++++ Data to use

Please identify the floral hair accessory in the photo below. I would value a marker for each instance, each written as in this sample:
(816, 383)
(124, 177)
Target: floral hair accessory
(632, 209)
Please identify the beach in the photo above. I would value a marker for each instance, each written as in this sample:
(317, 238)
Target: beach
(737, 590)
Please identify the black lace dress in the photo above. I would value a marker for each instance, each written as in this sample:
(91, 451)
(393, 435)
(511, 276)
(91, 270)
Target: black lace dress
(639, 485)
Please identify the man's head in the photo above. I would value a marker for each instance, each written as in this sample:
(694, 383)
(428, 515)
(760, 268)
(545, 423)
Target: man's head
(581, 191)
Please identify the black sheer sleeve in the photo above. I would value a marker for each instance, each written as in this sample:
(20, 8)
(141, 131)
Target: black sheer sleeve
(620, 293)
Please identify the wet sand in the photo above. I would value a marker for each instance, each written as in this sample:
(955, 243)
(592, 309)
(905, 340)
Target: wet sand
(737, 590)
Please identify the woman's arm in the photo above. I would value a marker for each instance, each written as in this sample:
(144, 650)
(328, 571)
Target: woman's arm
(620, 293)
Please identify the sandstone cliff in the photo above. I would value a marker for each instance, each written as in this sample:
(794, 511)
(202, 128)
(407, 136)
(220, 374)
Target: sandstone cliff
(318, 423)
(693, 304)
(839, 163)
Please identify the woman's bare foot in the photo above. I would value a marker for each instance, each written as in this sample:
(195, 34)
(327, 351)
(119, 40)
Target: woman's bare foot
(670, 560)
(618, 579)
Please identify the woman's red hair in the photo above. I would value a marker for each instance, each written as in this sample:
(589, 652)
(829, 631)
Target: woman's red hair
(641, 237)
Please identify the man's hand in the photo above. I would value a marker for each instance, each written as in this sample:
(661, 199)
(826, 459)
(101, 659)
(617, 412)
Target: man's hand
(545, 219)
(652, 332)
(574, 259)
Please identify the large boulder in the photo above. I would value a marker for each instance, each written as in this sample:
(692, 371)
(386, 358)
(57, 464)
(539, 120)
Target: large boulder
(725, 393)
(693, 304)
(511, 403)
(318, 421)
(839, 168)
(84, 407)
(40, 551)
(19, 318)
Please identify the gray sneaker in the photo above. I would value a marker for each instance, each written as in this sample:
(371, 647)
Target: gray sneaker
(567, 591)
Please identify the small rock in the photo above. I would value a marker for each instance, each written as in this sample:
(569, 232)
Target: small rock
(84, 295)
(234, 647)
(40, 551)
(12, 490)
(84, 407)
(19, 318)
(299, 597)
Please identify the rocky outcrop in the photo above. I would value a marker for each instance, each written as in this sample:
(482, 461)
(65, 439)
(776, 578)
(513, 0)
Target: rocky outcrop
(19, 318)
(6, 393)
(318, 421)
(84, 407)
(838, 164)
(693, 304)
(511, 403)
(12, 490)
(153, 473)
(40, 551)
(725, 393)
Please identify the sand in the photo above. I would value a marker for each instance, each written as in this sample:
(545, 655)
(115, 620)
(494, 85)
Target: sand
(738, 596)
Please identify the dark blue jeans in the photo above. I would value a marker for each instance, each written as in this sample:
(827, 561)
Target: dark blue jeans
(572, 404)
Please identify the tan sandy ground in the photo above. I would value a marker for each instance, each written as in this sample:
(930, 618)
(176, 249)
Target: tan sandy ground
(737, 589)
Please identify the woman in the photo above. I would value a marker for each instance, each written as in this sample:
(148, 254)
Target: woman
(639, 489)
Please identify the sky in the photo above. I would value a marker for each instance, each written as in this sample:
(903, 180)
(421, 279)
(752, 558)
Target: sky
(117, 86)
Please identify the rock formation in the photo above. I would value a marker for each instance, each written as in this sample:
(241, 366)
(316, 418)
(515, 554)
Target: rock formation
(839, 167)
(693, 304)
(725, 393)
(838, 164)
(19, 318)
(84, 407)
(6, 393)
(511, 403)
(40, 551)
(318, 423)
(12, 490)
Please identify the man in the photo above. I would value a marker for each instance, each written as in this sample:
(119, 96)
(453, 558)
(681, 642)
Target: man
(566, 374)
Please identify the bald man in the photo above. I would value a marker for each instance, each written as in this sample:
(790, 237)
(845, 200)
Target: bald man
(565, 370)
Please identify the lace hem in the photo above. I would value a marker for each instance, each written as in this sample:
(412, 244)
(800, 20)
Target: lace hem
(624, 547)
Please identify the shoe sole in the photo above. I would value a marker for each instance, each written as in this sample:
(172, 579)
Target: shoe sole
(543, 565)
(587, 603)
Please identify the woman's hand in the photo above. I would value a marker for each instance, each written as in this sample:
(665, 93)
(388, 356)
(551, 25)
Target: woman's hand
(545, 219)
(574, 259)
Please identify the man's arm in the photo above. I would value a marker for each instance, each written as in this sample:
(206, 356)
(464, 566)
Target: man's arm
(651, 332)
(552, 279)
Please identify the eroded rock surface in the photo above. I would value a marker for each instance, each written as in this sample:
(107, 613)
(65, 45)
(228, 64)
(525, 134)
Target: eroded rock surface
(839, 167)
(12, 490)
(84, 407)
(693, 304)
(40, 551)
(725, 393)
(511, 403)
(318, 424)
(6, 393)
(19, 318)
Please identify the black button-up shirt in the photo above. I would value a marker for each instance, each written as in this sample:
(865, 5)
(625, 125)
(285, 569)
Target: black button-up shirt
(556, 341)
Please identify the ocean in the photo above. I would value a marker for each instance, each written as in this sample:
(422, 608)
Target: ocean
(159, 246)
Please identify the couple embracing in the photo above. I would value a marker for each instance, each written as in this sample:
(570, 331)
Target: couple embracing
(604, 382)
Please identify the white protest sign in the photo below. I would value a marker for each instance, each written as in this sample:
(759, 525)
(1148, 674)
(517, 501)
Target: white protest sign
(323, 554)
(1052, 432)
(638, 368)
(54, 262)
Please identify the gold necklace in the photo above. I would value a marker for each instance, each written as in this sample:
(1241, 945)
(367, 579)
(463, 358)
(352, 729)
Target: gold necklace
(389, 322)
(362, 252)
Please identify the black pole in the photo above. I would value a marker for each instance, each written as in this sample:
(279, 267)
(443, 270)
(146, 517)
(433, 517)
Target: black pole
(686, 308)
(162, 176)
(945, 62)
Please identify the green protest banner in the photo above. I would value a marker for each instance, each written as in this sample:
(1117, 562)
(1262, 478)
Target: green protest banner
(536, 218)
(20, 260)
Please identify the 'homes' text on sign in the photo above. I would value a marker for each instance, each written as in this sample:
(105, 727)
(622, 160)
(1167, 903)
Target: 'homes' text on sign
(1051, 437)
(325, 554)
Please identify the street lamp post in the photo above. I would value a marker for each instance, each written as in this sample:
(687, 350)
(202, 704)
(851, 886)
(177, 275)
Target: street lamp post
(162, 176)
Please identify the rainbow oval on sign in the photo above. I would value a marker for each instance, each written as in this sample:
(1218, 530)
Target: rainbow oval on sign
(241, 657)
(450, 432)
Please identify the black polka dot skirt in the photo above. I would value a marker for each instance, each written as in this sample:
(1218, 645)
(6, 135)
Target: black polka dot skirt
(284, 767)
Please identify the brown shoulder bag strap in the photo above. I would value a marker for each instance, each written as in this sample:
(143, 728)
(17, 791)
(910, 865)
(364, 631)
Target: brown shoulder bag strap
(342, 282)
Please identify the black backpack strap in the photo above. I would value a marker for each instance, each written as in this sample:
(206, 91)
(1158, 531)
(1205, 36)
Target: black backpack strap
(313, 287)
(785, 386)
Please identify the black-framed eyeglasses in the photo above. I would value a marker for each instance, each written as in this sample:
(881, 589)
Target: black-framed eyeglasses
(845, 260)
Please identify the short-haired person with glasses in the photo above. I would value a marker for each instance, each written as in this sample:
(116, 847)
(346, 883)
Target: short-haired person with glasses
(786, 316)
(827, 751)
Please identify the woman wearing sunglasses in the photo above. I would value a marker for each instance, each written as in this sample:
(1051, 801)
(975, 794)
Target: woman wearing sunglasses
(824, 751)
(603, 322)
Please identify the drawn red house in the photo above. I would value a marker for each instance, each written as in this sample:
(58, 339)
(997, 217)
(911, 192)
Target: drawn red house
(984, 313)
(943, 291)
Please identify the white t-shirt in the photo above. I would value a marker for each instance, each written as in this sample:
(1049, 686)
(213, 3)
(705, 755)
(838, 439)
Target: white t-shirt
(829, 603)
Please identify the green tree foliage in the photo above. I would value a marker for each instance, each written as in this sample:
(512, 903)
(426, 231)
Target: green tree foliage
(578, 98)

++++++++

- _Exercise instructions_: Look through the entries above and quote exactly the lines from the line with "(1117, 562)" to the line with "Please identify the short-haired", counting both of those lines.

- _Solution to the problem_:
(1117, 562)
(1262, 478)
Target: green protest banner
(536, 218)
(20, 260)
Please identify the 'homes' text on sign in the photo above. I would value a marker for each instance, each written as in this sample:
(105, 727)
(622, 160)
(1167, 903)
Target: 'homes' text on sign
(1051, 437)
(325, 554)
Please identify the street lamp post in the photo above. I would value a marker for each instance, each written as in this sample:
(687, 350)
(202, 704)
(851, 886)
(177, 275)
Target: street lamp post
(162, 176)
Please identify the rainbow oval on sign in the photo above. I would value a marker for each instance, each written as in this sample:
(1218, 530)
Target: rainbow oval on sign
(241, 657)
(450, 432)
Please identify the black polka dot skirt in the photo above. I would value a marker for each instance, each written as in this sample:
(1218, 645)
(6, 135)
Target: black polka dot skirt
(284, 767)
Please identify the brown shoulder bag strap in the photo above. I would value a marker for each instance, each written as in this sample:
(143, 728)
(17, 791)
(910, 865)
(364, 631)
Target: brown shoulder bag strap
(342, 282)
Please identify the black backpack strap in the photo above. I would value a marker for each instance, each written as in this sample:
(206, 91)
(1158, 531)
(1205, 36)
Target: black backpack strap
(313, 287)
(785, 386)
Please identify the black-framed eyeglasses in the photo above. I would value a marker for each instance, each written as in this sample:
(881, 589)
Target: black-framed eyeglasses
(845, 260)
Please identify the short-haired person with glasses in the photo above. I would value a marker for each instance, each written as in this sample:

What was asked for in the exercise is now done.